### Task prompt:
In which lines of the data does the string "road" appear? Copy every one.
(The data Opens)
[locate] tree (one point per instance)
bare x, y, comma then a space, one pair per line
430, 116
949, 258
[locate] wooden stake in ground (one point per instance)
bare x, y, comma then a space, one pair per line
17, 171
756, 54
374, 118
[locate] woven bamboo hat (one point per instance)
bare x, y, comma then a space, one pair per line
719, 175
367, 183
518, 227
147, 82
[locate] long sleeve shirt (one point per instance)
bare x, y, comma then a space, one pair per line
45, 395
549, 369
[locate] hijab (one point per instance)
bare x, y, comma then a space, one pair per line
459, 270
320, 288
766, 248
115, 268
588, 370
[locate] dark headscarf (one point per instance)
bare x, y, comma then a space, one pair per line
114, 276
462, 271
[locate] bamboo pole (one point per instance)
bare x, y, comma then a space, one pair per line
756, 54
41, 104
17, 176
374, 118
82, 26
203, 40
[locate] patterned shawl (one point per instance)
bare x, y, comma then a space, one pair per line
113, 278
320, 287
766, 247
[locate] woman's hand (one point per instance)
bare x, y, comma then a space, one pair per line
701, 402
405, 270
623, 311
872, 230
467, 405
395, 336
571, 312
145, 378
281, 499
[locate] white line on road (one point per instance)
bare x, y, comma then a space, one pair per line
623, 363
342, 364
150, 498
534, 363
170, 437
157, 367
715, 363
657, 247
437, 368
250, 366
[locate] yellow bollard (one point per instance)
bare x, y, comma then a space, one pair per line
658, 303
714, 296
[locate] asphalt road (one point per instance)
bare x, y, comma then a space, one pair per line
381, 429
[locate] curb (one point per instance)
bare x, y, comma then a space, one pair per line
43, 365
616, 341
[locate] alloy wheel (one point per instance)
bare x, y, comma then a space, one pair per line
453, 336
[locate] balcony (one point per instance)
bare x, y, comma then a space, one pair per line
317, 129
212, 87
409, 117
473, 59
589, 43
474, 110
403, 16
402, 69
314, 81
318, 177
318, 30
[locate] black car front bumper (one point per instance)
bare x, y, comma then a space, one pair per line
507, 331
(The data Closes)
### Result for this exercise:
[locate] white line on road (one point per instance)
[locate] asphalt road (one point per instance)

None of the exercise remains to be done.